Énoncé: Citez mot pour mot le passage du texte sur la densité énergétique des carburants marins qui va de « La densité énergétique » à « France gaz maritime. ».

:: Texte du document ::

La densité énergétique est un des principaux points qui prêtent le flanc à la critique. Le passage du fioul marin classique au GNL suppose déjà, d’après les chiffres de FGM, un réservoir 1,6 à 2 fois plus grand, imposant de multiplier par 4 la capacité de soute avec le méthanol et par 6 à 10 pour l’hydrogène avec sa densité 3,5 fois inférieure au GNL. « Concrètement, les trajets Asie Europe des plus gros porte-conteneurs nécessiteraient des cuves de 72 000 m³ d’hydrogène liquide, équivalentes aux capacités des méthaniers Medmax opérant en Méditerranée (environ 75 000 m³ et 220 m de long) », détaille France gaz maritime.

:::
:: Entrées fournies ::

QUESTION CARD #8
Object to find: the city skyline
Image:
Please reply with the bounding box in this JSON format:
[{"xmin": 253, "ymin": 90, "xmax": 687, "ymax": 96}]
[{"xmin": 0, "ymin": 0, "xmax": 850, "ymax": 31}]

:::
:: Entrées fournies ::

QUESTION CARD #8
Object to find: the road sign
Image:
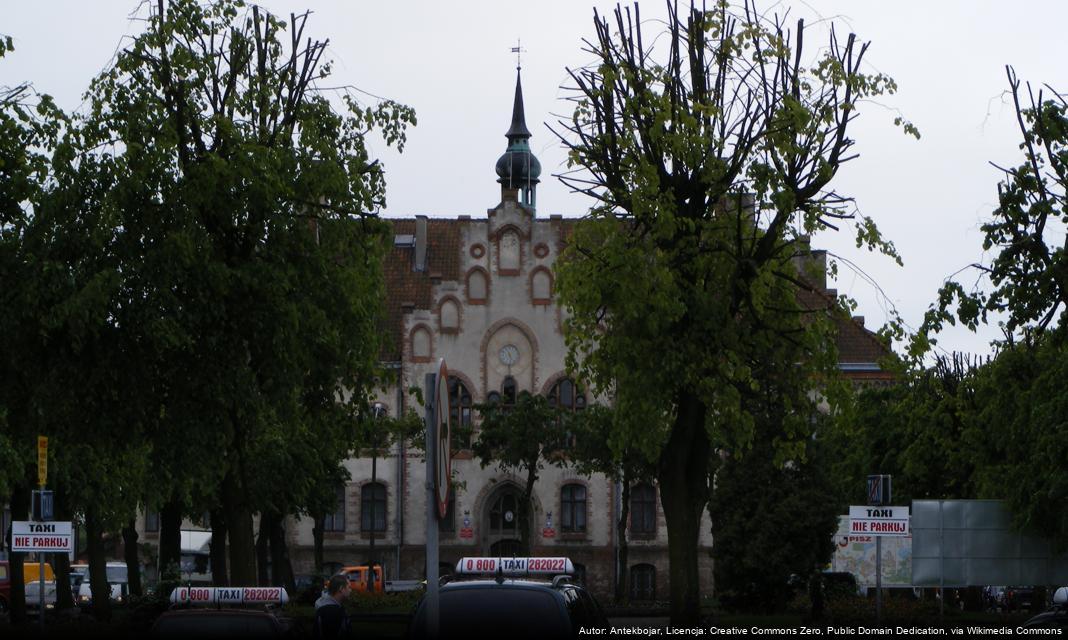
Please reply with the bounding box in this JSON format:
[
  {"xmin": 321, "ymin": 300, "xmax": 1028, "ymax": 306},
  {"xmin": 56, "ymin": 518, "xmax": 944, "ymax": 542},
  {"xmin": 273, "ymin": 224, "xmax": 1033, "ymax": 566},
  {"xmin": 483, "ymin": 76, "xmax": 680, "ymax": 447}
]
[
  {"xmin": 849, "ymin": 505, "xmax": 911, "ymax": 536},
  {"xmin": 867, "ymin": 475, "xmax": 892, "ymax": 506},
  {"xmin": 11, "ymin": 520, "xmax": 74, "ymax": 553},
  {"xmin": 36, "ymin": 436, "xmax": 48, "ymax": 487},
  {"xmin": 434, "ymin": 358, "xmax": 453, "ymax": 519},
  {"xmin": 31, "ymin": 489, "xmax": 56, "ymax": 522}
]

:::

Résultat:
La densité énergétique est un des principaux points qui prêtent le flanc à la critique. Le passage du fioul marin classique au GNL suppose déjà, d’après les chiffres de FGM, un réservoir 1,6 à 2 fois plus grand, imposant de multiplier par 4 la capacité de soute avec le méthanol et par 6 à 10 pour l’hydrogène avec sa densité 3,5 fois inférieure au GNL. « Concrètement, les trajets Asie Europe des plus gros porte-conteneurs nécessiteraient des cuves de 72 000 m³ d’hydrogène liquide, équivalentes aux capacités des méthaniers Medmax opérant en Méditerranée (environ 75 000 m³ et 220 m de long) », détaille France gaz maritime.